**Задания**
a - Изложите в виде краткого списка абзац текста о «Речах Хамдира», начинающийся словами «Среди песен Старшей Эдды», сохранив его основные факты.
b - Продолжите текст о «Речах Хамдира», начав сразу после его последнего предложения.

**Фрагмент текста**
============================================================

Среди песен Старшей Эдды сохранилась поэма, которую можно назвать эпосом святости воина, – «Речи Хамдира» (Hamdismal). Прозаическое изложение содержания этой поэмы мало чем может нам помочь, поскольку более поздние авторы саг, очевидно, плохо знали уже устаревшую в их годы технику войны. Мы знаем лишь то, что Гудрун, отправляя своих сыновей отомстить за сестру, благословляет их в непробиваемых кольчугах и сообщает им правила, которые они не осмеливались нарушать. С неукротимой силой «святые бойцы» проложили себе путь в зал Ёрмунрекка-конунга и, не обращая никакого внимания на попытки его свиты отбить хозяина, превратили его в бесформенную груду костей и мяса, без рук и без ног. Но они нарушили данные им приказы и поэтому лишились плодов своей победы; Сёрли пал неподалеку от входа в зал, а Хамдир – у задней стены дома. Гибель подстерегла их в тот самый момент, когда Хамдир, желая похвастаться, забыл о приказе матери хранить молчание во время битвы; тогда Ёрмунрекк вернул себе разум и речь и сумел заставить своих людей увидеть, что могут сделать камни там, где оказалось бессильным железо. Но несчастья братьев начались еще раньше, вероятно, уже по пути, когда они встретили своего брата Эрпа и убили его во время спора; но само убийство, вероятно, не стало их единственным преступлением. Что подало Ёрмунрекку счастливую идею поискать помощи у камней? Один, как говорили герои саг, признал раз и навсегда, что бог должен прийти и быть там, где сражаются люди; в первом варианте этой истории, вероятно, приводилось объяснение, например гласившее, что братья сами превратили камни в своих врагов; перед тем как войти в зал короля, они, должно быть, каким-то образом оскорбили хамингью камня, которую их мать, вероятно, привлекла на их сторону в тот момент, когда превратила их кольчуги в непробиваемые. Но в чем была причина их поражения – в том ли, что на камень пролилась кровь Эрпа, или в каком-то другом действии, мы уже никогда не узнаем.

============================================================

**Исходные данные**
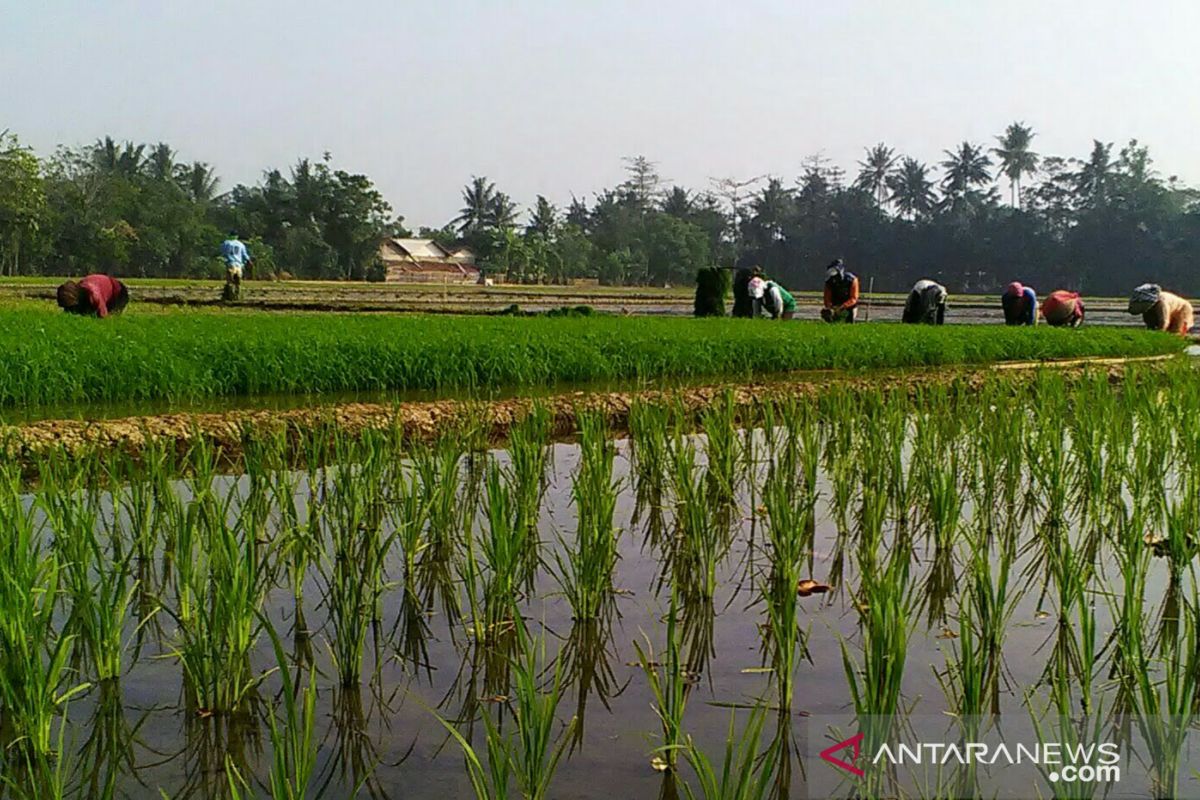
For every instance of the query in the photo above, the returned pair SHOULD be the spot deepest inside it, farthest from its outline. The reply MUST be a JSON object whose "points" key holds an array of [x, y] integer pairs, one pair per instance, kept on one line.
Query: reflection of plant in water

============================================================

**Ответы к заданиям**
a -
- Среди песен Старшей Эдды есть поэма «Речи Хамдира» (Hamdismal), которую можно назвать эпосом святости воина. Ее прозаический пересказ мало помогает, поскольку поздние авторы саг плохо знали устаревшую технику войны.
- Гудрун, отправляя сыновей отомстить за сестру, благословляет их в непробиваемых кольчугах и сообщает им правила.
- Братья прорываются в зал Ёрмунрекка-конунга и, несмотря на сопротивление свиты, оставляют от него груду костей и мяса без рук и ног.
- Нарушив приказы, братья лишаются плодов победы: Сёрли гибнет у входа в зал, Хамдир — у задней стены.
- Гибель наступает, когда Хамдир, похваляясь, нарушает материнский запрет говорить во время битвы. Ёрмунрекк возвращает себе разум и речь и указывает своим людям на камни, которые могут то, чего не смогло железо.
- Несчастья начались раньше: по пути братья в споре убили своего брата Эрпа. Вероятно, это было не единственное их преступление.
- Согласно героям саг, Один признал, что бог должен быть там, где сражаются люди.
- В первоначальной версии, вероятно, объяснялось, что братья оскорбили хамингью камня, которую мать привлекла на их сторону. Было ли причиной поражения то, что на камень пролилась кровь Эрпа, или иное действие, уже неизвестно.

b -
Там, где мужчины собирались, чтобы устроить дружеское состязание во время охоты или рыбалки, они тоже полагались на свою удачу и помещали себя под ее защиту. Нам сообщают, что ссоры по поводу богатых рыбой мест сводили на нет все их усилия, и мы знаем, что желание избежать поражения находило и другие способы выражения. Поэтому команда корабля считалась святой, а само судно было духовным аналогом дома – мы находим здесь ту же самую глубокую связь в размышлениях поэта, когда он называет дом кораблем очага. Украшения на его корме обладали той же силой, что и почетное сиденье хозяина; борт превращал слова клятвы в целое и полное, подобно тому как это делали копье и щит; проживание на корабле или около него давало человеку ценность домашнего мира.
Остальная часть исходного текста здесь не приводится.